Extracted records:
◆ ◆ ◆ ◆ ◆

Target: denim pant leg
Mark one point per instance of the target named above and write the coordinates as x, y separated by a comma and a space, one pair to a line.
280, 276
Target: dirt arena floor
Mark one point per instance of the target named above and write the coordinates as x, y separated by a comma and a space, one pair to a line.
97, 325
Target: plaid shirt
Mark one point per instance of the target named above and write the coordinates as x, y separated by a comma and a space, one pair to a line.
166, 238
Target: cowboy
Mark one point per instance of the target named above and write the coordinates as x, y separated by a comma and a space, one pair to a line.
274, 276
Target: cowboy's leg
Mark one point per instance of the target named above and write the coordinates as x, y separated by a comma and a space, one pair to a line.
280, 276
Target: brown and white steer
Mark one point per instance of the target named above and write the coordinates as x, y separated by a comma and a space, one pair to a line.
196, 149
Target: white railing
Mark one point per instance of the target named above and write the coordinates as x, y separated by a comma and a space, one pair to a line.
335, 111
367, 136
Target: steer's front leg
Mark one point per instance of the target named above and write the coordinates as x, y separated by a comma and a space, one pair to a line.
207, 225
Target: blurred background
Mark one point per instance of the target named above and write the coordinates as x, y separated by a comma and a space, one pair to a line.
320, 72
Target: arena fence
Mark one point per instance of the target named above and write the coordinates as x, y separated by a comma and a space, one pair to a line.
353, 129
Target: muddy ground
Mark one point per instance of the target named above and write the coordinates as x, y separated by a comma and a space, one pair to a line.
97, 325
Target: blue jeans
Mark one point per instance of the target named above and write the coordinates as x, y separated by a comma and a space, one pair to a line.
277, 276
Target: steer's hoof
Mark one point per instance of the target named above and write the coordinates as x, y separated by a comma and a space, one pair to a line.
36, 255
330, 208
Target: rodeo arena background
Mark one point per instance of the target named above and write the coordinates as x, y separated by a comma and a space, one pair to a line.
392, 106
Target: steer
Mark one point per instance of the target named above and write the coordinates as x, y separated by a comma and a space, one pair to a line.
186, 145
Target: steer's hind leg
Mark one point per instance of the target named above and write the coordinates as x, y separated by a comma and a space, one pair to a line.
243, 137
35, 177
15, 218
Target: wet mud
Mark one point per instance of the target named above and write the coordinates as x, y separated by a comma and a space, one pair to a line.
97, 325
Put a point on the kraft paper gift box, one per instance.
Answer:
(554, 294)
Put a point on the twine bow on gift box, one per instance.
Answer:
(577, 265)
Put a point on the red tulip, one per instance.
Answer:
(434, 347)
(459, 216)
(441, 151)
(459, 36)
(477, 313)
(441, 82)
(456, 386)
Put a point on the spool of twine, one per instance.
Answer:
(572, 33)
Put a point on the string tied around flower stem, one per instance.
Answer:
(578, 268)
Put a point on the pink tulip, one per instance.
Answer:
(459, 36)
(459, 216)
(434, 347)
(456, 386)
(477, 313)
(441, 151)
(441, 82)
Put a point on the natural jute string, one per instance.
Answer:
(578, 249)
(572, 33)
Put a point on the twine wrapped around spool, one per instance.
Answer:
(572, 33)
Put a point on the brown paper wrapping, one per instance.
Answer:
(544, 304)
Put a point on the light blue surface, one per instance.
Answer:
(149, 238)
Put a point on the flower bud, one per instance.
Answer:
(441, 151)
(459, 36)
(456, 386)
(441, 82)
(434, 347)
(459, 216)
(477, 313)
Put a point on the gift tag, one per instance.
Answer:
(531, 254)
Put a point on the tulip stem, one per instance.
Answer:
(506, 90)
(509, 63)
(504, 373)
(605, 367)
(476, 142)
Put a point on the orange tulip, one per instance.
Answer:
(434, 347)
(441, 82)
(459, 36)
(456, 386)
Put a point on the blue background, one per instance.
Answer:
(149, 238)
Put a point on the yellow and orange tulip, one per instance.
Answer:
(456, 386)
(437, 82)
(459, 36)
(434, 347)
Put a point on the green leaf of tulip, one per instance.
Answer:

◆ ◆ ◆ ◆ ◆

* Work order: Please transcribe all of the entries precisely.

* Solution for this task:
Target: denim pant leg
Mark one point per instance of the target named above and write the coordinates as x, y separated by a comma and a space, one pair to a line.
280, 276
Target: dirt arena floor
Mark one point per instance of the target named above and write the coordinates as x, y separated by a comma and a space, one pair to a line.
97, 325
Target: plaid shirt
Mark one point per instance of the target named above and write the coordinates as x, y separated by a comma and a space, one pair to a line.
166, 238
Target: cowboy
Mark one point per instance of the target named above and write the coordinates as x, y separated by a comma and a space, one pair to a line.
274, 276
Target: cowboy's leg
Mark one point per instance of the target named above and write the coordinates as x, y separated by a comma and a space, one pair to a line.
280, 276
Target: brown and white steer
Mark one point per instance of the target named above and write the coordinates as x, y separated by a comma and a space, one pair to a line.
196, 149
Target: white railing
Mark one point per instance of the target named above and write the coordinates as x, y separated by a comma and a space, one pair to a line.
335, 111
367, 136
Target: steer's front leg
Mark one point per instance of the target named above and write the coordinates as x, y separated by a comma and a space, one pair to a line.
207, 225
Target: blurred background
Mark one point per instance of the target named above and write the coordinates as x, y separated by a comma and a space, one pair to a line.
320, 72
Target: arena fence
Mark one point per instance of the target named above and write the coordinates as x, y separated by a comma and a space, one pair to a line.
353, 129
Target: muddy ground
Mark one point per instance of the target named above and write the coordinates as x, y separated by a comma and a space, one pair to a line.
97, 325
Target: blue jeans
Mark one point per instance of the target named above and write the coordinates as x, y separated by a comma and a space, one pair to a line.
277, 276
Target: steer's hoof
Mark one point per instance of the target named above and write the coordinates as x, y separated by a comma and a space, one pair to a line.
36, 255
330, 208
Target: rodeo arena background
Mark one point per instance of the target named above and write the coordinates as x, y separated by a comma and a space, one pair to a line.
392, 106
Target: steer
Mark one point per instance of the target named above and write the coordinates as x, y separated by a comma and a space, one pair to a line.
186, 145
Target: steer's hind leg
Mark one point per instance of the target named above and write the coordinates as x, y separated by a comma and a space, one pair to a line.
243, 137
35, 177
15, 218
Target: wet mud
Mark one point per instance of the target named above and write the coordinates as x, y separated by a comma and a space, one pair to a line.
97, 325
Put a point on the kraft paper gift box, one per instance.
Answer:
(554, 294)
Put a point on the twine bow on gift box, one per instance.
Answer:
(577, 265)
Put a point on the red tulip, one per instance.
Answer:
(434, 347)
(459, 216)
(441, 151)
(459, 36)
(477, 313)
(441, 82)
(456, 386)
Put a point on the spool of twine, one per instance.
Answer:
(572, 33)
Put a point on the string tied around flower stem, one per instance.
Answer:
(578, 268)
Put a point on the pink tulip, one per instance.
Answer:
(459, 36)
(459, 216)
(434, 347)
(456, 386)
(477, 313)
(441, 151)
(441, 82)
Put a point on the natural jute string, one per instance.
Answer:
(578, 249)
(572, 33)
Put a point on the twine wrapped around spool, one per instance.
Answer:
(572, 33)
Put a point on the brown paper wrapping, one per instance.
Answer:
(544, 304)
Put a point on the light blue surface, one per instance.
Answer:
(149, 238)
Put a point on the flower bud, one per instance.
Answer:
(441, 151)
(459, 36)
(456, 386)
(441, 82)
(434, 347)
(459, 216)
(477, 313)
Put a point on the gift tag, one per instance.
Answer:
(531, 254)
Put a point on the tulip stem, one per instance.
Answer:
(506, 90)
(509, 63)
(504, 373)
(605, 367)
(476, 142)
Put a point on the orange tulip, one per instance.
Answer:
(434, 347)
(441, 82)
(459, 36)
(456, 386)
Put a point on the blue background, one per instance.
Answer:
(149, 238)
Put a point on the yellow and orange tulip, one per instance.
Answer:
(456, 386)
(437, 82)
(459, 36)
(434, 347)
Put a point on the green leaf of tulip, one per instance.
Answer:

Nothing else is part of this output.